What you need to do
Please answer from the notes on Play grammar below: what is Play's plural marker?

Possibly fivāpia be vapiafu "dirt and war".

Thus the expression for "and; with; accompanying" is X be Y-fu. I don't see a way for me to do it without a suffix at the end, since otherwise any inflections on the phrase would only apply to the second element. This "capping" or "padding" requirement is common to my other languages too, even ones that are very different from Play. This is in part because there is no copying of inflections to same-state nouns in such clauses. Thus the sentence

Fivāpia be vapiafup fušīpibe!

Can only mean "I say no to dirt and war!" even though only the word for war is marked with the patient suffix. Put another way, Play's word for "and; with" is -fu, and be was a helper word (originally meaning something like "with hold on; holding") that became mandatory as longer phrases came into common use. It's possible I may allow constructions without be for idiomatic usage or for certain very common phrases. For example tata tamafu sounds like it would be a nice way to say "girls and boys".

Alongside this construction, I might have yet another, where the two words are compounded in their B-stems, as though an equative compound, and then capped by -bu, which is not cognate to the -fu suffix above (but is actually cognate to the /be/). Thus I could say that the construction X-Y-bu means "X that is with Y" and X-Y-Ø means "X that is Y". This represents an evolution from the parent language where only the zero-marked equative compound existed. This would yield

tatatamabu "girls and boys"
tatatama "girls that are boys"

I should note, since I havent yet, that while Play has a plural marker bem, attached to the end of any noun (but before the classifier suffix if there is one), it is not often used, and number is often determined by context.
edit: the full sentecne above was originally an imperative sentence, but i changed it to 1st person indicative because i remembered that if the 2nd person is the agent, even in an imperative sentence, the -p that i call the patient suffix does not actually appear.

Data for analysis
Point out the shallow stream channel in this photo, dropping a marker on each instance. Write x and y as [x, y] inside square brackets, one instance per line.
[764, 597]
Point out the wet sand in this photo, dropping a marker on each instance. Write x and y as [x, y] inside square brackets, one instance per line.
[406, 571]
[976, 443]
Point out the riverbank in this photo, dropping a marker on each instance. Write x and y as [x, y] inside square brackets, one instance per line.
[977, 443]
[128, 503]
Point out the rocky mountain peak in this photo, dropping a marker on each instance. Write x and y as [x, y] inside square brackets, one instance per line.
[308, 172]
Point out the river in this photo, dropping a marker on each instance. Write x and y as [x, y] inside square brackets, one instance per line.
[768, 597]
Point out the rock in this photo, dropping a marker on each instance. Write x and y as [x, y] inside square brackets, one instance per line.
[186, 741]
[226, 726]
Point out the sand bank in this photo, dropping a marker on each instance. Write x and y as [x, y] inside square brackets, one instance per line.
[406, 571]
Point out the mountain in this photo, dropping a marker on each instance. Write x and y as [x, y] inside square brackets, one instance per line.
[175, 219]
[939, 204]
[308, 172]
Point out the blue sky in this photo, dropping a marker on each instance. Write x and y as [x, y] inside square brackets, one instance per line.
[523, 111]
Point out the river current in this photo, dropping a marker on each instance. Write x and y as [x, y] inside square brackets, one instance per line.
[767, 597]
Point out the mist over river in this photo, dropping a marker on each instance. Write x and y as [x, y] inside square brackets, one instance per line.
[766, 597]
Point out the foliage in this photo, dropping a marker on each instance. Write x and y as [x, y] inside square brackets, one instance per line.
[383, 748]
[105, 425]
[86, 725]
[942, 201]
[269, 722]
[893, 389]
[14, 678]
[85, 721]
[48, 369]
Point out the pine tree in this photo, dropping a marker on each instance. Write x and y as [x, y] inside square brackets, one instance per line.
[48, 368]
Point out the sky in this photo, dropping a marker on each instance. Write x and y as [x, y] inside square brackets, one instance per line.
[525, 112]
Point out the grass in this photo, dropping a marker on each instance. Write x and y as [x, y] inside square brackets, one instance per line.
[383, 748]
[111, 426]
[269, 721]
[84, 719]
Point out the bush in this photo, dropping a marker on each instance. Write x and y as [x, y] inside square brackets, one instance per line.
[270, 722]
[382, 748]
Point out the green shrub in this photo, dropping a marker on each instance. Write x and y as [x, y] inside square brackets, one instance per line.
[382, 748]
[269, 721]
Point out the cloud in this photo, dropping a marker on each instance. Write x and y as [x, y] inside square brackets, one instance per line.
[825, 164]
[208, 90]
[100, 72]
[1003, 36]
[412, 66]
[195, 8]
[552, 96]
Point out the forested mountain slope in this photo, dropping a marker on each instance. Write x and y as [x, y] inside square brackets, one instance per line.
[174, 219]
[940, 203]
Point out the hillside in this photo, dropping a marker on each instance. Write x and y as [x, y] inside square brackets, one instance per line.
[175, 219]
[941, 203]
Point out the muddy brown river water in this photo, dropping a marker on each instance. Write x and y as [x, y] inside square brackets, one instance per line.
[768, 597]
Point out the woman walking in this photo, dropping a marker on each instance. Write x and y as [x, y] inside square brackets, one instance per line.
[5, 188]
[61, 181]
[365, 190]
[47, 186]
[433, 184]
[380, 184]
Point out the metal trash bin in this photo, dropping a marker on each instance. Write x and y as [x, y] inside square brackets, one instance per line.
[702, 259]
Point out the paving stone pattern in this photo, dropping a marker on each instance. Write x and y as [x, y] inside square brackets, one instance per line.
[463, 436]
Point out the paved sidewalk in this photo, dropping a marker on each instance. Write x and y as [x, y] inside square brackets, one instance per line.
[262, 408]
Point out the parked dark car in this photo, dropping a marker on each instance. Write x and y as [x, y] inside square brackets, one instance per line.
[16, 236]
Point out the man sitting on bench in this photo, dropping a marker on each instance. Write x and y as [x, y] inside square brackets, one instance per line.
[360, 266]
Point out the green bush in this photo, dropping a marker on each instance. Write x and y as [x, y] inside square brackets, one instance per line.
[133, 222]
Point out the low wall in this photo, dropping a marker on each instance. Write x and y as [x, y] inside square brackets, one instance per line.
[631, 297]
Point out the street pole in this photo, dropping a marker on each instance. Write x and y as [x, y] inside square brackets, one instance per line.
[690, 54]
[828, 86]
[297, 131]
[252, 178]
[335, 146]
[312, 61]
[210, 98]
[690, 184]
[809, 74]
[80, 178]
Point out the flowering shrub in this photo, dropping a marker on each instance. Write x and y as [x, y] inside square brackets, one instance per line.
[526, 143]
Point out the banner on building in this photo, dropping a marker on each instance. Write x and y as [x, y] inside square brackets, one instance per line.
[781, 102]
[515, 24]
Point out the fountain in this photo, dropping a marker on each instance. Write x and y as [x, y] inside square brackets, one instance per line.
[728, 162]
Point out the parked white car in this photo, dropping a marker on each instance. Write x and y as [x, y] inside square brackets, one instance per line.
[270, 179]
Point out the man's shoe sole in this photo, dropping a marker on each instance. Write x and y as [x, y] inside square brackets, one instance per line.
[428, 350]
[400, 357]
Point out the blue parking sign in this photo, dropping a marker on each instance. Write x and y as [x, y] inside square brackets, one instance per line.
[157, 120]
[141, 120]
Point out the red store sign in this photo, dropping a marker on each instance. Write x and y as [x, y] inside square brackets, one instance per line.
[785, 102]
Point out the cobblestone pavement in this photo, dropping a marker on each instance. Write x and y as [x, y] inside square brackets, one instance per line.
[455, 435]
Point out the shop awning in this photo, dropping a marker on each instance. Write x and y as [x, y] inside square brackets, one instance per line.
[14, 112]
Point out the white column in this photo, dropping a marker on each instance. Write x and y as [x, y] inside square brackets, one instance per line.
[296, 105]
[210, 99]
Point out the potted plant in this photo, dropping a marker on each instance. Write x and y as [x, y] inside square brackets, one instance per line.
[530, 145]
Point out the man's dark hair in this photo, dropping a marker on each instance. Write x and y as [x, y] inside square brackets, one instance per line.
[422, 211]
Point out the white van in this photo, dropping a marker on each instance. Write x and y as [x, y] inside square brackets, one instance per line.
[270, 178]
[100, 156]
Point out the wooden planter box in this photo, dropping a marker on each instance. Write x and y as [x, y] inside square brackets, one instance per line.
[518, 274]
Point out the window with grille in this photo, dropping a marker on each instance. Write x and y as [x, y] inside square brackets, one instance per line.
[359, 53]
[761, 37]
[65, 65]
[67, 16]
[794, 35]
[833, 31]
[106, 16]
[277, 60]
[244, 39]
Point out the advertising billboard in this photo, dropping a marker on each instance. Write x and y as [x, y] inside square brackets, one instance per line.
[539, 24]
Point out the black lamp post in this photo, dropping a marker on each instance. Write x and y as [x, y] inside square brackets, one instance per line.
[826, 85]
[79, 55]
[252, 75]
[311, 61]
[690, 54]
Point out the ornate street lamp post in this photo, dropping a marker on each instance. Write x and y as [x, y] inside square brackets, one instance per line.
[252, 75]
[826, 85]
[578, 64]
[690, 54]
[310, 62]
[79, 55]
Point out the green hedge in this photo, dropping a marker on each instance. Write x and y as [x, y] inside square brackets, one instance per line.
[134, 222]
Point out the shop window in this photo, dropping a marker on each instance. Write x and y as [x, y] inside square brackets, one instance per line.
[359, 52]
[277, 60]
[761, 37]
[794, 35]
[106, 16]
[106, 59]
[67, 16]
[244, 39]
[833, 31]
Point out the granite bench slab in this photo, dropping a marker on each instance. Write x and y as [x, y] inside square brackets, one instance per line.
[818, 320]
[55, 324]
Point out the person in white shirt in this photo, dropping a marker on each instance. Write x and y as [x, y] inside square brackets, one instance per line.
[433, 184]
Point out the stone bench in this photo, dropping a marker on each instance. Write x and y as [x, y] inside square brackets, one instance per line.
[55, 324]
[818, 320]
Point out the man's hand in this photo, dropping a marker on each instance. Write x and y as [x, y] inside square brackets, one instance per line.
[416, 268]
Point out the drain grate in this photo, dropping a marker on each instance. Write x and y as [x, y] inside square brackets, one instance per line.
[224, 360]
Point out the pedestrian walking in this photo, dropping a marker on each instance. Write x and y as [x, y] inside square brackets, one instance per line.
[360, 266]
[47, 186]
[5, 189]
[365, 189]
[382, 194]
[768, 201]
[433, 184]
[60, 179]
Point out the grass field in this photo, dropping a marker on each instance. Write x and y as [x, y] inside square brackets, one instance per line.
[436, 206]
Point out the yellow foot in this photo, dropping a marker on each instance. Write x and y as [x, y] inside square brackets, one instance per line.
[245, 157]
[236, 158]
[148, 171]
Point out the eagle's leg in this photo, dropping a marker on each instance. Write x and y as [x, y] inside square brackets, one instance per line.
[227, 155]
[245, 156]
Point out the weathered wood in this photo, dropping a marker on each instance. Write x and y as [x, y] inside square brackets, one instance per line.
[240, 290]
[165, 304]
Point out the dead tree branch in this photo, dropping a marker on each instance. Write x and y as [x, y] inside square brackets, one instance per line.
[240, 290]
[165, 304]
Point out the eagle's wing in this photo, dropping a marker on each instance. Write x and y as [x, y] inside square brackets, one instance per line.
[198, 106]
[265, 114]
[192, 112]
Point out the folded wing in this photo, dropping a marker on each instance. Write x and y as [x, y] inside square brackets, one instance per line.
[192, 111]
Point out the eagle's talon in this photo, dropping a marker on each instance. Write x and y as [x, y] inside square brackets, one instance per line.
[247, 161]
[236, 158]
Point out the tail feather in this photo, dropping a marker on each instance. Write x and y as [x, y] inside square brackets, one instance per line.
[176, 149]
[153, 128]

Written solution
Play's plural marker is bem.